[Provided information Boundary: Start]
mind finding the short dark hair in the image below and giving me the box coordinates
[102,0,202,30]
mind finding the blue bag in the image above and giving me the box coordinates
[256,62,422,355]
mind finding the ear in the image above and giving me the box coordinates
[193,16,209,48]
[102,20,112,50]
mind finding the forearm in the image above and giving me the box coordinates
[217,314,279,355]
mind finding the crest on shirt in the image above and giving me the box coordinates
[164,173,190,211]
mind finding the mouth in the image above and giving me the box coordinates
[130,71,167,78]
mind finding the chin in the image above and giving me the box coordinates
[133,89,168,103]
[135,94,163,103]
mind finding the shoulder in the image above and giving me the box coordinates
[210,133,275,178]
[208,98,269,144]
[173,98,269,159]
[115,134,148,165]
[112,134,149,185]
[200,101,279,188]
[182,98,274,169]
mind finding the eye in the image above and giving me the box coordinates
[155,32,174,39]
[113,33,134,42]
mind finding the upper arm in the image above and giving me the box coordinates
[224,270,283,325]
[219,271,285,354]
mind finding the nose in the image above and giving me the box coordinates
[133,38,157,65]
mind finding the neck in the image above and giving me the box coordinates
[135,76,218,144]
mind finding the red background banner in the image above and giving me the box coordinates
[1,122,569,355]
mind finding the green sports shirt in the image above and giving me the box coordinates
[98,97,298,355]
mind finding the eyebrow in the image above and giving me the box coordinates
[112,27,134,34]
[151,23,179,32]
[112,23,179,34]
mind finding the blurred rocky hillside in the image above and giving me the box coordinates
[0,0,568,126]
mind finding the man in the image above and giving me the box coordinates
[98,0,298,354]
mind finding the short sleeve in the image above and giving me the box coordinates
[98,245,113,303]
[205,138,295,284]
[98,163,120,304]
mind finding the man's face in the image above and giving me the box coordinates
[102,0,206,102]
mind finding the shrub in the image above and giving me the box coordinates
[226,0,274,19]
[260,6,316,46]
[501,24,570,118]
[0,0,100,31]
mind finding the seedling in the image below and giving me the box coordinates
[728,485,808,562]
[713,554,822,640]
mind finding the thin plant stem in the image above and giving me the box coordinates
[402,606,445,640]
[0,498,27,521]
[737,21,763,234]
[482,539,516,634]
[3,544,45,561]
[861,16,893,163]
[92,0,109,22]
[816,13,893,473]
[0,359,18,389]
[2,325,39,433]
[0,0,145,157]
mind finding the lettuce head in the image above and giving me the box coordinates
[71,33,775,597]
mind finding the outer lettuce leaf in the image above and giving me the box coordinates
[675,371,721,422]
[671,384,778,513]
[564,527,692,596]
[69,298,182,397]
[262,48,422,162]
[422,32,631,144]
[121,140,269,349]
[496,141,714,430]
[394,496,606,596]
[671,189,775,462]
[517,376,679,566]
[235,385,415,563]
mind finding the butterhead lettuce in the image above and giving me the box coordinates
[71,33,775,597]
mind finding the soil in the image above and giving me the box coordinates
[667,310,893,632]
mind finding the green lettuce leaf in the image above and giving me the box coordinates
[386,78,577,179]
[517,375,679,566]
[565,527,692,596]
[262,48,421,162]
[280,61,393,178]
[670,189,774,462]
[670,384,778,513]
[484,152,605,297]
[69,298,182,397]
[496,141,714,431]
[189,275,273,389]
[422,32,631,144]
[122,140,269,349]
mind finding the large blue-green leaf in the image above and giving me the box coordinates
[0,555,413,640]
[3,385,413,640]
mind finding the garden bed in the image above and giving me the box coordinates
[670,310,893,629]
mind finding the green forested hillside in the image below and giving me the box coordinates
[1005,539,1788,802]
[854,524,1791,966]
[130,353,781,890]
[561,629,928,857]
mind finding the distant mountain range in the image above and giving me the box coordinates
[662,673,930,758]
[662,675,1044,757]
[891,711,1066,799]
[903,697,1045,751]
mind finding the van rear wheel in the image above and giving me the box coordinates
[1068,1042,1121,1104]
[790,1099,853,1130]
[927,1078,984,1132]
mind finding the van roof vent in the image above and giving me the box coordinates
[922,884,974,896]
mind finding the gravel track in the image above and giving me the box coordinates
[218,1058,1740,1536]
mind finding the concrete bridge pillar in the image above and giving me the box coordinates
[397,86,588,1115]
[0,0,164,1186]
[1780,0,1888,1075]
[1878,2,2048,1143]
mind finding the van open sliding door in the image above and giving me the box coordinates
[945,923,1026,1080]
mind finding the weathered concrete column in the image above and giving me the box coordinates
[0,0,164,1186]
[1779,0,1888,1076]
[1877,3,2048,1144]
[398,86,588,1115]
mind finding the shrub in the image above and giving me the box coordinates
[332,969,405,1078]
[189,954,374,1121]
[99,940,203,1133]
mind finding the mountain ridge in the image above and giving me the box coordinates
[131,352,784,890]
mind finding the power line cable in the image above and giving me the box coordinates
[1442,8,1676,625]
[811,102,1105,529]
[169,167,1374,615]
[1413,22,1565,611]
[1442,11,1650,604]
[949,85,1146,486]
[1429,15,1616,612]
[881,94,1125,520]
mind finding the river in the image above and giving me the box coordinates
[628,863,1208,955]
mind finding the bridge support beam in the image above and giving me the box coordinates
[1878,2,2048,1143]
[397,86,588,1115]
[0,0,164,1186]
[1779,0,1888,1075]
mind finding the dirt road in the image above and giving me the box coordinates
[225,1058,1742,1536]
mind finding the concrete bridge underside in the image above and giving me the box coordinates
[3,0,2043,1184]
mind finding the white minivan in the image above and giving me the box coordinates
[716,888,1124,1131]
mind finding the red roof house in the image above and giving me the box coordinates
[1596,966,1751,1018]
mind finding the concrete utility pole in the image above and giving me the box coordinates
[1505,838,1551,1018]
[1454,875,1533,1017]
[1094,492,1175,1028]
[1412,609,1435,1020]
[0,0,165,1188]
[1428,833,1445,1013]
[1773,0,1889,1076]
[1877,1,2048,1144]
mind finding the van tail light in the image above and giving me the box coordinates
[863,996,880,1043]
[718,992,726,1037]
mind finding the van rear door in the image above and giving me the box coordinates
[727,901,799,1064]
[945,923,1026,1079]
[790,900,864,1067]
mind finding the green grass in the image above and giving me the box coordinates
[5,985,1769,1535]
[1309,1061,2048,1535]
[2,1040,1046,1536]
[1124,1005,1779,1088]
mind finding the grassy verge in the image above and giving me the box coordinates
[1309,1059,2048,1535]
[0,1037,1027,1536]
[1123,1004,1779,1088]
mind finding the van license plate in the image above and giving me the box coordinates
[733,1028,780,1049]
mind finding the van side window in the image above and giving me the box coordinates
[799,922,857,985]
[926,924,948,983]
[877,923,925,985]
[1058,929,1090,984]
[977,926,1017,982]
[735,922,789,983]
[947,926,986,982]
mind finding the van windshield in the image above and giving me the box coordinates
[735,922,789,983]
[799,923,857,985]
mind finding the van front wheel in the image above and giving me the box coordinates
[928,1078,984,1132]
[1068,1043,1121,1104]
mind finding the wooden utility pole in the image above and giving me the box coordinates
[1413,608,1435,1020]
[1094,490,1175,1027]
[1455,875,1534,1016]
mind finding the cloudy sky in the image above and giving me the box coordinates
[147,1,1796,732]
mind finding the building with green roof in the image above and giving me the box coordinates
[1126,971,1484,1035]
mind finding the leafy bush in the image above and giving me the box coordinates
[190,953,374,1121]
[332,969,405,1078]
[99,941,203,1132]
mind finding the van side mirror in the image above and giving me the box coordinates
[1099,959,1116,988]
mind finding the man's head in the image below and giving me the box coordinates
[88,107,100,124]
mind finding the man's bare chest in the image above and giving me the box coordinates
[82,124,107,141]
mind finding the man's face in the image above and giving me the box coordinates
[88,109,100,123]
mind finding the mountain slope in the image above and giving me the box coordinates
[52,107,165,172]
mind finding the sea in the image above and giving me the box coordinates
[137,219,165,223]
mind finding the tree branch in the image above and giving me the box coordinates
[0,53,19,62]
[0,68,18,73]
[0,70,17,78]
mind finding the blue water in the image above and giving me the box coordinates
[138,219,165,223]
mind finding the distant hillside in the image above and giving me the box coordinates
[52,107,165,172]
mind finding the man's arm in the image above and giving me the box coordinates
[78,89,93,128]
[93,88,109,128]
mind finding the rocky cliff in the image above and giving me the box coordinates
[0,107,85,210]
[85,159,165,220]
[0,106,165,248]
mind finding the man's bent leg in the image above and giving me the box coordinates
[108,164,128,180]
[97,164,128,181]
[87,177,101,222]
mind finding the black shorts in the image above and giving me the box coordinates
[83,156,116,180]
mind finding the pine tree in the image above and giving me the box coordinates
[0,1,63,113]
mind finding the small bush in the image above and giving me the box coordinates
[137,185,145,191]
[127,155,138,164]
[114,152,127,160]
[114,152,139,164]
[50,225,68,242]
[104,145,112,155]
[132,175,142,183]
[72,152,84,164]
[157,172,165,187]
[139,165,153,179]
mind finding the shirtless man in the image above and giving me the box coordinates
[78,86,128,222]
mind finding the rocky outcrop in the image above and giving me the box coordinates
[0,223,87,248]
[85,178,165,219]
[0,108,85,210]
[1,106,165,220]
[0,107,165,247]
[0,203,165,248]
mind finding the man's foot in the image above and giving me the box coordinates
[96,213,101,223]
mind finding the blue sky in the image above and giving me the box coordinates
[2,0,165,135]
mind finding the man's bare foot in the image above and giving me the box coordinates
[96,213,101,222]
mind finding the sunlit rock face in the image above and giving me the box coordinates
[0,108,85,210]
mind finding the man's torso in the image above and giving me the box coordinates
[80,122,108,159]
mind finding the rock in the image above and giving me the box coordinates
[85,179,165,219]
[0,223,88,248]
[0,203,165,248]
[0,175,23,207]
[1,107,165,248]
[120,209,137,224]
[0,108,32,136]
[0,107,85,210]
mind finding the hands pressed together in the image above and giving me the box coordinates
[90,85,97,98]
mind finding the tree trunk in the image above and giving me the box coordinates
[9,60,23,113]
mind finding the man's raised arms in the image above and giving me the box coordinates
[Provided information Boundary: End]
* [Assigned task]:
Your answer must consist only of the lines from the one with "mind finding the sunlit" through the final line of the entries, each retyped exactly.

* [Result of this task]:
mind finding the sunlit rock face in the image above and giving me the box coordinates
[0,108,85,210]
mind finding the man's torso in the image above and giving me the box coordinates
[80,122,108,159]
mind finding the rock in the image above and giving me the box coordinates
[85,179,165,219]
[0,223,88,248]
[0,203,165,248]
[0,175,23,207]
[1,107,165,248]
[120,209,137,224]
[0,108,32,136]
[0,107,85,210]
mind finding the hands pressed together in the image above and giving me the box coordinates
[90,85,97,98]
mind finding the tree trunk in the image above and giving me the box coordinates
[9,60,23,113]
mind finding the man's raised arms in the image above and giving me the box coordinates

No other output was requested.